§ **POLECENIE**
Przepisz wiersze materiału od wiersza z „Could you point out the blue” do końca materiału, zamieniając „rock outcrop” na „stone outcrop” i nie zmieniając niczego więcej.

§ **ZAREJESTROWANE DANE**
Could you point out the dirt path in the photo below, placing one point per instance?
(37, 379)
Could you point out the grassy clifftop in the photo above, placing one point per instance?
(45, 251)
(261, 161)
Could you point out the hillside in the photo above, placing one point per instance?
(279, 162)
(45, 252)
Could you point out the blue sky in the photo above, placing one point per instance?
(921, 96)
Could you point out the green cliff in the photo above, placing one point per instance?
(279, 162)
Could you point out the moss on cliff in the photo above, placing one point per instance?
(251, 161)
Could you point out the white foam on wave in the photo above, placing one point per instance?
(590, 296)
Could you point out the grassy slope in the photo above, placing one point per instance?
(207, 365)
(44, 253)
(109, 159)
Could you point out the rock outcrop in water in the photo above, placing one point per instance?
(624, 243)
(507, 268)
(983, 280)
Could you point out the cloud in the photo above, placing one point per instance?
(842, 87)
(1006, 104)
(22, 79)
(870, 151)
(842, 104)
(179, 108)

§ **ODPOWIEDŹ DO ZADANIA**
Could you point out the blue sky in the photo above, placing one point per instance?
(921, 96)
Could you point out the green cliff in the photo above, placing one point per instance?
(279, 162)
Could you point out the moss on cliff in the photo above, placing one point per instance?
(251, 161)
Could you point out the white foam on wave in the photo above, placing one point per instance?
(590, 296)
Could you point out the grassy slope in the photo above, placing one point per instance?
(207, 365)
(44, 253)
(109, 159)
Could you point out the stone outcrop in water in the photo above, placing one point per instance?
(624, 243)
(507, 268)
(983, 280)
Could you point out the cloud in the photo above, placing one point per instance?
(842, 87)
(1006, 104)
(22, 79)
(870, 151)
(842, 104)
(179, 108)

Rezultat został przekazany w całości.